Reading passage »
* * * * *

# Tank for my Idolos



## Mr. Hyde (Dec 5, 2012)

Sorry about the filter, my girlfriend wanted it to look all dark so she used some filter on her camera that makes this hard to see. I will post more pics as I take them but for now...







We used this tank (medium) added 2 different substrates, one is loose coconut fiber and the other is a tropical mulch that we bought to try to retain humidity. We decorated with all fake plants and I thought the vine was a nice touch. the butterflies are actually a decoration put into function because the are held in place with a wire which we used to hold things to the screen sides. Plus I think they look nice.  

After that we had to find a balance of temperature and humidity which unfortunately are still fighting each other, One goes up, the other goes down. To solve this we added two lights. one blue 12 hour light that we have in a hood on top of the tank, and only comes on when we feel like it. the other is a red 24 hr light in a desk lamp that is pointed up from just underneath the big leaf. keeps at least the leaf warm all the time. But these two together did not reach the temp we wanted so we wrapped 3 sides and the top in that plastic stuff you use on your windows in the winter to keep the heat in.... which helped a little. ultimately what helped the most was the room heater. Got the temp up, but sucked all the humidity out of the room... So the final touch was the warm vapor humidifier positioned just in front of the tank, pointing at the door (which does not have the plastic) which stays on most of the time.






And here is the female, just after putting her in, on top of the big leaf. She has only been in there for an hour or so, so I will post other pics as I take them.


----------



## fleurdejoo (Dec 5, 2012)

How big is the tank? How many are you putting in there?

Oh and here's what I always ask everyone.

Have you read the Idolomantis consolidated thread in General discussion?

It's a huge help and such an easy read!!


----------



## Paradoxica (Dec 5, 2012)

Looks pretty good. I can't tell if you have small branches lining the roof of the tank, but that is essential.


----------



## Mr. Hyde (Dec 5, 2012)

fleurdejoo said:


> How big is the tank? How many are you putting in there?
> 
> Oh and here's what I always ask everyone.
> 
> ...


The tank dimensions are 16" x 16" x 30" we are only putting two in for now, then after they mate, if successful we will probably keep all of one gender in here and all of the other in another tank. only bring what we want to mate together. And I have read that forum along with many care sheets. I hope to make any contributions I find as well.  



Paradoxica said:


> Looks pretty good. I can't tell if you have small branches lining the roof of the tank, but that is essential.

* * * * *

Stored records »
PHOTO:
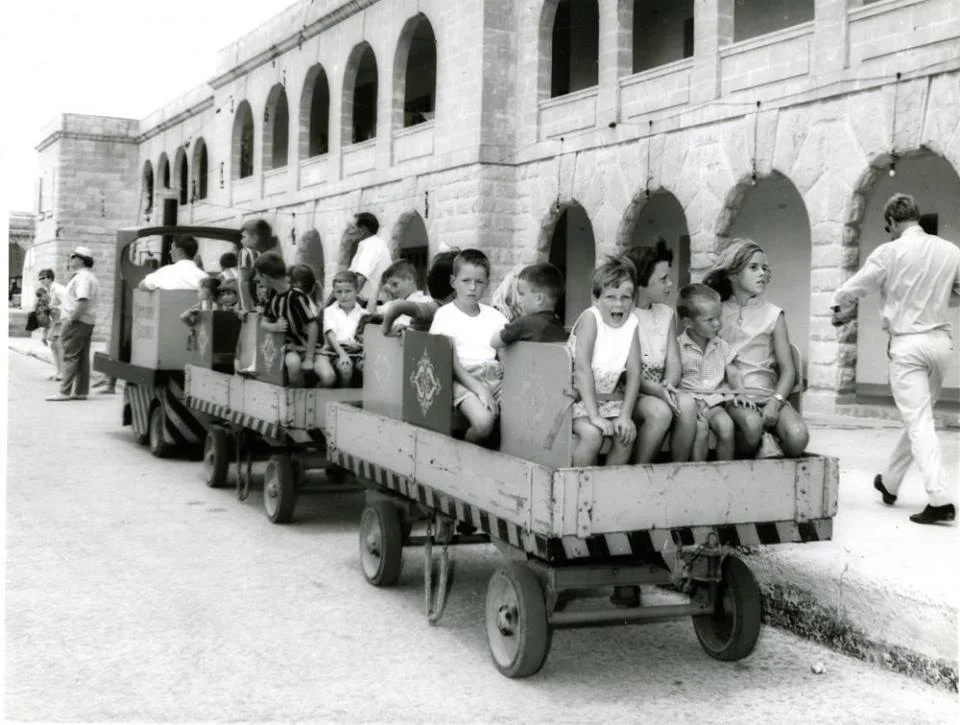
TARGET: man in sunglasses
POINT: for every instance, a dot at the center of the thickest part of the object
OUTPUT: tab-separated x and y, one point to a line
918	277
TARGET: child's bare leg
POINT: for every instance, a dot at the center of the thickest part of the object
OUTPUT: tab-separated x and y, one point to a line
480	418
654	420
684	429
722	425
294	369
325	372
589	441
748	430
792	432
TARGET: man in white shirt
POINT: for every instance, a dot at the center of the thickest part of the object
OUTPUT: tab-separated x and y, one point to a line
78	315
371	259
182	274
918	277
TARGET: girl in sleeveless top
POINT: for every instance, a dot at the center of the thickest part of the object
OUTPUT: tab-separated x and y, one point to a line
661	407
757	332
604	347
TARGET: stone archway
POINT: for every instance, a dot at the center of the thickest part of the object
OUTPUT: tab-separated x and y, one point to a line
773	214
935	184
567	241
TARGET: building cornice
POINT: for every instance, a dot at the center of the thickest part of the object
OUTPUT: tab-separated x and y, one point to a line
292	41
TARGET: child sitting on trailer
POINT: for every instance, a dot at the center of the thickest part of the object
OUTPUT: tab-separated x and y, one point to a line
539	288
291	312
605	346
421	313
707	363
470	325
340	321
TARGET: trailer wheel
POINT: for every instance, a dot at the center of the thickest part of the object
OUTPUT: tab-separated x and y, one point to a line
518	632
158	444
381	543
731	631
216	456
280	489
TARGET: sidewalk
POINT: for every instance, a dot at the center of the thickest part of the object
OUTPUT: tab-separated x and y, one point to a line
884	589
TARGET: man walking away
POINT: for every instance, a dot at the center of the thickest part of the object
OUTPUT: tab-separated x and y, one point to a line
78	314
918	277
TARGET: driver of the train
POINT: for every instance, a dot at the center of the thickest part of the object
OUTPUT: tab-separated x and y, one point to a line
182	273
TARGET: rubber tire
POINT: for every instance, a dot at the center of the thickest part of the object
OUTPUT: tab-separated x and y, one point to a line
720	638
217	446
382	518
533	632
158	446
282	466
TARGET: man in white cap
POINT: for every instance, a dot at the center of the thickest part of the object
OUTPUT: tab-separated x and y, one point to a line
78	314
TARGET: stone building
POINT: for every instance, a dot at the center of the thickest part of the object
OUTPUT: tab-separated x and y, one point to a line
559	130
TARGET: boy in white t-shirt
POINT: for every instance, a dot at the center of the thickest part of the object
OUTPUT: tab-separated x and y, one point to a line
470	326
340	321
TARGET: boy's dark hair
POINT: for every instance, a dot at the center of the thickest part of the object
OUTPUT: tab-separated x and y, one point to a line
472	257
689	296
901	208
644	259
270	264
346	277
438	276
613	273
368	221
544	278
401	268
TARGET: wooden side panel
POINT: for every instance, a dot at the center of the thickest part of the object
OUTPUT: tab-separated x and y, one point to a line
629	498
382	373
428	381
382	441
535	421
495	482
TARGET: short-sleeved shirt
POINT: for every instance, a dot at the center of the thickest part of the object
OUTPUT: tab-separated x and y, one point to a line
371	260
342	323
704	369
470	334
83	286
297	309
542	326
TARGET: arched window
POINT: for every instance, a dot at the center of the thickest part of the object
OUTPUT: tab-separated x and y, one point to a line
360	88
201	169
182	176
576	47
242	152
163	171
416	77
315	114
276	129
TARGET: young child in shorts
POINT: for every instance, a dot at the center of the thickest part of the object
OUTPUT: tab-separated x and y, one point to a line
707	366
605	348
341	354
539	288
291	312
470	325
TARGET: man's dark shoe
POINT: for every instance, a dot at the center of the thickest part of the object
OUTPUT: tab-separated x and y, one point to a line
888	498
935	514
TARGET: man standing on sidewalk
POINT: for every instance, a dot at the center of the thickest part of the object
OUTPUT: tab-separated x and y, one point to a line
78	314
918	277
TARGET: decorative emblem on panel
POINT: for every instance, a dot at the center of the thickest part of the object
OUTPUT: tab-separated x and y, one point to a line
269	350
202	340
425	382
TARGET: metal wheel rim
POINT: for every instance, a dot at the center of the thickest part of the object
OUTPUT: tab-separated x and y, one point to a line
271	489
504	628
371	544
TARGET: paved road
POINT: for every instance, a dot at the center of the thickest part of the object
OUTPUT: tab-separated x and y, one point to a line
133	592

* * * * *

Your task » In the Idolos tank thread above, set down word for word the part that opens with the words containing "And here is" and closes with "in General discussion?".

Full solution »
And here is the female, just after putting her in, on top of the big leaf. She has only been in there for an hour or so, so I will post other pics as I take them.


----------



## fleurdejoo (Dec 5, 2012)

How big is the tank? How many are you putting in there?

Oh and here's what I always ask everyone.

Have you read the Idolomantis consolidated thread in General discussion?